• THE RECORDS:
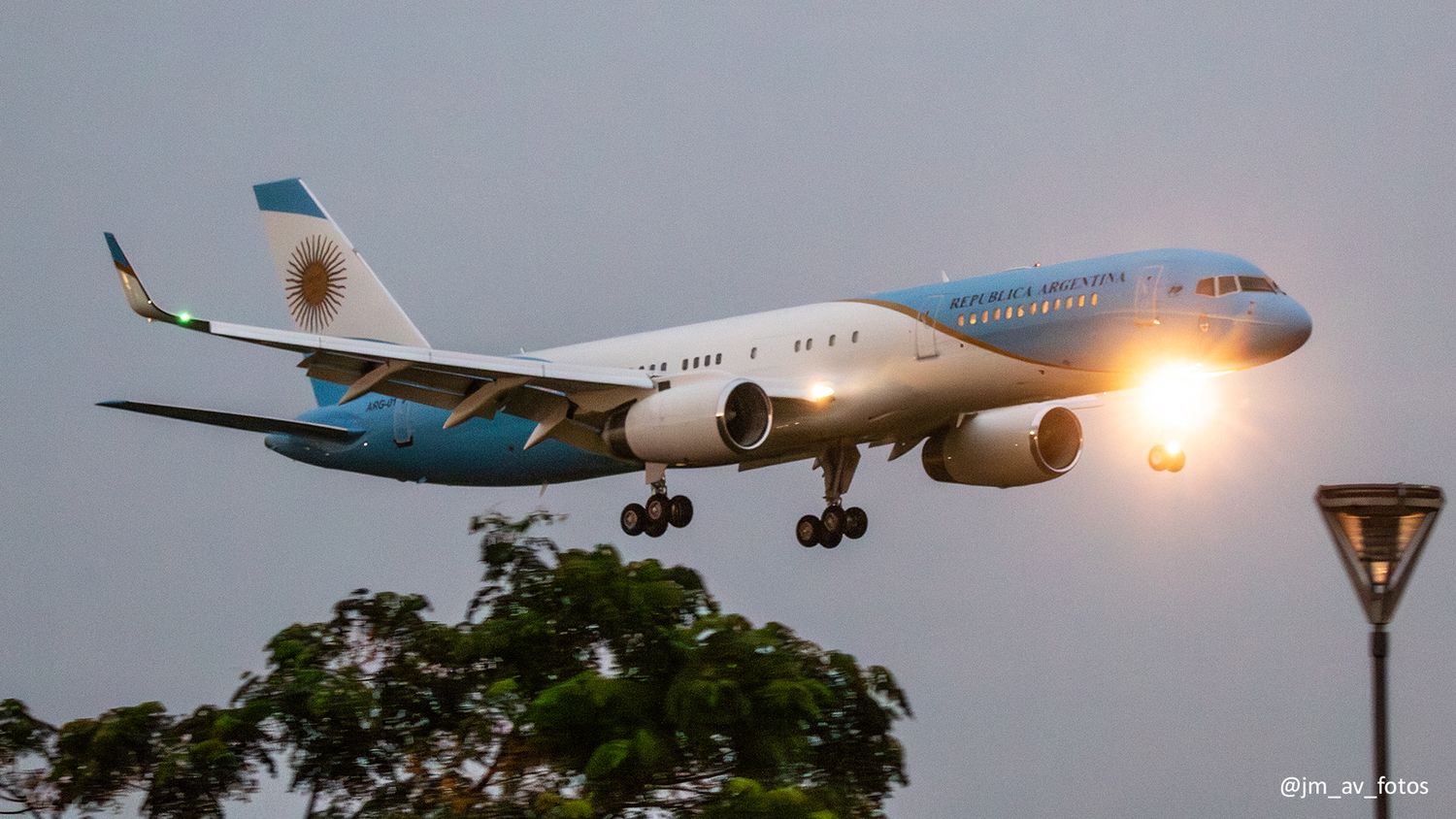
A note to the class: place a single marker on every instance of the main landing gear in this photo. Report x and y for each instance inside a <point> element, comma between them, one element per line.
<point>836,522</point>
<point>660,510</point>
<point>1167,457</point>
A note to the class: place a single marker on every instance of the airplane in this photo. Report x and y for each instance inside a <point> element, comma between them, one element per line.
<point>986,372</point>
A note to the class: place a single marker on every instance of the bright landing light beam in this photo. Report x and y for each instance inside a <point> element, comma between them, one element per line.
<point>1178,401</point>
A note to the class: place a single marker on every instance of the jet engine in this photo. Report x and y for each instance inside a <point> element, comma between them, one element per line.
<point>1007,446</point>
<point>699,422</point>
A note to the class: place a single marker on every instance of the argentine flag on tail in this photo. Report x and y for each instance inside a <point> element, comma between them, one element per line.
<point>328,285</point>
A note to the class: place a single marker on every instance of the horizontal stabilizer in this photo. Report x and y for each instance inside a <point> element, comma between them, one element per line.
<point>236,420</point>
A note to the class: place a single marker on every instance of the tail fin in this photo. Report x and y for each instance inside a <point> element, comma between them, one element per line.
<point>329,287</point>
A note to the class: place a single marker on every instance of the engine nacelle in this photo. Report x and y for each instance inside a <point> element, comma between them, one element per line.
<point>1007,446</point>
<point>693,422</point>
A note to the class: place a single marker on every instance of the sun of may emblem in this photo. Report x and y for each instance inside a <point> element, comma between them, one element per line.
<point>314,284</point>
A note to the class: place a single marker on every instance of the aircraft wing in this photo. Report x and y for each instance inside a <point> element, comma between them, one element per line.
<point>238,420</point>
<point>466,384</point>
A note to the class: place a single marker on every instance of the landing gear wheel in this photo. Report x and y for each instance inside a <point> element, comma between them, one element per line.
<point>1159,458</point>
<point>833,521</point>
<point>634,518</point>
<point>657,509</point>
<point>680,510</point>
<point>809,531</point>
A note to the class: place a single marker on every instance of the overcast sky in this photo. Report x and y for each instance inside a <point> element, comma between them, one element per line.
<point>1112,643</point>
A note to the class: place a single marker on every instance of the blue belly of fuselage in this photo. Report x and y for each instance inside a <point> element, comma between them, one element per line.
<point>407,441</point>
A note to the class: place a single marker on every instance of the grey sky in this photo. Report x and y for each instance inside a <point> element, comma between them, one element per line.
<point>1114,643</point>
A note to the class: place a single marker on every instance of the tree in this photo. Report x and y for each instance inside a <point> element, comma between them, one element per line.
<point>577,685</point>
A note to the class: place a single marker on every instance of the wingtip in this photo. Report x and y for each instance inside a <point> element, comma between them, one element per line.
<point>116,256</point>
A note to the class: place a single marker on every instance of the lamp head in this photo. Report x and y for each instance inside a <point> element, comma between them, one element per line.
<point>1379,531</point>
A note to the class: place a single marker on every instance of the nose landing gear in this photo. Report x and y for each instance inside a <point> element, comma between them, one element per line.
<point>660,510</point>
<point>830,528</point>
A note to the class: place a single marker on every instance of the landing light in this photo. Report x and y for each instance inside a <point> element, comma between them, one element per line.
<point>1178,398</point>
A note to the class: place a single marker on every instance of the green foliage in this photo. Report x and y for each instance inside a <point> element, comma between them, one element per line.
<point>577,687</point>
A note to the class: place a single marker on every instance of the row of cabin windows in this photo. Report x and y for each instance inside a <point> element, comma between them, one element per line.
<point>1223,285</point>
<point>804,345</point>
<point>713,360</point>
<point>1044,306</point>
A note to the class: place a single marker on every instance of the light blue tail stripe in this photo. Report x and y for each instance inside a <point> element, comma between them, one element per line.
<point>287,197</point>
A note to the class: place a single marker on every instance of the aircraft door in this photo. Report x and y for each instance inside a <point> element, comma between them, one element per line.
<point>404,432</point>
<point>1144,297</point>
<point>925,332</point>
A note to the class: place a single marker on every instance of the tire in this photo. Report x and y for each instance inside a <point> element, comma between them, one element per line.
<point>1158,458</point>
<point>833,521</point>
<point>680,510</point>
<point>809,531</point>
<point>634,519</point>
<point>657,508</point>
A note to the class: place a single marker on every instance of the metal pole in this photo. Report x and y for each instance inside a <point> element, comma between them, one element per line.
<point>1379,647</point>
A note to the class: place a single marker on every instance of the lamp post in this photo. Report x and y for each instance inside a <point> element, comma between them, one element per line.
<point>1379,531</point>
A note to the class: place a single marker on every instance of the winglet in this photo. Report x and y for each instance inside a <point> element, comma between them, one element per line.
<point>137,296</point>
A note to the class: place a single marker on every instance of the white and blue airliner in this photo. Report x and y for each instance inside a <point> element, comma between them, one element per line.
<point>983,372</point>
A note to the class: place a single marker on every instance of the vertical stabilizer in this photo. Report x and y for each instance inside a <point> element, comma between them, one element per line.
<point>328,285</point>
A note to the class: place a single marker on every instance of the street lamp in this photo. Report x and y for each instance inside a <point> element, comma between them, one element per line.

• WRITTEN EXERCISE:
Verbatim reproduction of every record is required; images are left out.

• RESPONSE:
A note to the class: place a single marker on every instance of the main landing gear in this photo. Report x and y for each instance inside a <point> element, comma between them, one element per line.
<point>836,522</point>
<point>660,510</point>
<point>1167,457</point>
A note to the class: place a single marker on every instance of the airplane in this photo. Report x and y for each instance inside a <point> element, comma between them, one element per line.
<point>986,372</point>
A note to the class: place a single marker on every instance of the bright landing light beam in this photo. Report x and y for each instance inside a <point> element, comma between them, one element per line.
<point>1178,401</point>
A note to the class: place a single marker on every instance of the jet engine in this photo. Report x and y for each instance inside a <point> element, comma between them, one element per line.
<point>1007,446</point>
<point>699,422</point>
A note to the class: place a single marker on every instance of the argentine flag on tail in this photo. Report x and y for each instance inside a <point> element, comma between them, one element per line.
<point>328,285</point>
A note to the class: place a single marker on every instance of the horizontal stabilizer in this photo. Report x and y for each instance inside a <point> element, comma between them, one element per line.
<point>236,420</point>
A note to the class: place a single marker on every instance of the tail fin in this photo. Report x and y for each instance inside a <point> element, comma between them, one element per line.
<point>329,287</point>
A note to the class: place a single marker on every instance of the engine nacelle in this photo. Report x and y for each instance inside a <point> element, comma between them, one element per line.
<point>1007,446</point>
<point>693,422</point>
A note to the class: place a single marker on every instance of the sun of may emblem in this photo. Report x and y for each instance inside a <point> element, comma between them, one element per line.
<point>314,284</point>
A note to the class: place a single marker on every instance of the aircraft wing in this photo. Report x and y for each instance inside a <point> element, comma between them, one element per line.
<point>238,420</point>
<point>466,384</point>
A note to the class: place a single marker on every instance of the landing gear wheel in this photo. Report x and y for each instance inside a <point> element, comma between them, one element per line.
<point>1159,458</point>
<point>833,521</point>
<point>634,518</point>
<point>657,509</point>
<point>680,510</point>
<point>809,531</point>
A note to the class: place a single marker on every instance of the overcast sky in this photo. Report x and y for each instance inside a <point> element, comma between them, one element per line.
<point>1112,643</point>
A note to the class: place a single marker on every instance of the blue belly of fuselage in this photo. Report x and y for each instance inside a <point> element, comma between them, one element per line.
<point>407,441</point>
A note to the class: place a single marker on every instance of the grey sky in this photo. Report x and y for each instance inside a <point> element, comma between them, one element per line.
<point>1114,643</point>
A note to the class: place a single marker on every instance of the tree in this photo. Report x and y for each instance inside a <point> element, comma between them, one element per line.
<point>577,685</point>
A note to the class: place a single marker on every instance of the wingtip in this photo. Report x and y for each instance inside a <point> element, comma between them, one element per line.
<point>116,256</point>
A note to the class: place a single marker on every instance of the lamp head in this photo. Report x and y for each instance inside a <point> element, comma between them, one element per line.
<point>1379,531</point>
A note to the class: place a single marker on every instance of the nose landing gear in this photo. Report x and y for each instance inside a <point> element, comma between them, one element per line.
<point>660,510</point>
<point>830,528</point>
A note to the class: place a single marker on every instance of the landing light in this photo. Report x and y for each instance inside a <point> element, comma between them, one element per line.
<point>1178,398</point>
A note to the class: place a single marker on every instance of the green foliage in this photo. Report x and y for each instance inside a <point> element, comma between them, one element per line.
<point>577,687</point>
A note to the class: place a single marker on every instance of the row of cabin windows in this photo. Report x and y for each instance inside a <point> element, comma between them, one element per line.
<point>1223,285</point>
<point>804,345</point>
<point>713,360</point>
<point>1044,306</point>
A note to the class: place a single marker on every instance of the light blue tail stripe in this photo. Report x and y for each instance inside a <point> element, comma between them, one element per line.
<point>287,197</point>
A note to the class: place a single marker on every instance of the aircraft door in this photo. Report x and y for each instance inside a <point> element, comma between them, one element per line.
<point>404,432</point>
<point>1144,297</point>
<point>925,332</point>
A note to the class: place a single marker on every instance of the tire in this photo. Report x and y for each instance inside a <point> element, comma between them, one element per line.
<point>1158,458</point>
<point>833,521</point>
<point>680,510</point>
<point>809,531</point>
<point>634,519</point>
<point>657,508</point>
A note to the class: place a single marker on every instance of the metal pole in this photo. Report x and y for each instance inside a <point> element, comma between them, one element per line.
<point>1379,647</point>
A note to the class: place a single marker on every instance of the lamp post in this photo. Report x and y for each instance inside a <point> element, comma between them, one element per line.
<point>1379,531</point>
A note to the class: place a single marker on every instance of the winglet in this photo. Report x and y for each instance inside a <point> element, comma between them, one element per line.
<point>137,296</point>
A note to the class: place a single marker on every instance of the white and blue airliner in this photo. Report x and y for each instance inside a <point> element, comma between them, one element per line.
<point>983,372</point>
A note to the class: place a single marker on every instance of the vertical stabilizer in this photo. Report x and y for each instance inside a <point> element, comma between them, one element per line.
<point>328,285</point>
A note to the class: place a single marker on every instance of the street lamp in this photo. Report x and y for each instance inside a <point> element, comma between them, one element per line.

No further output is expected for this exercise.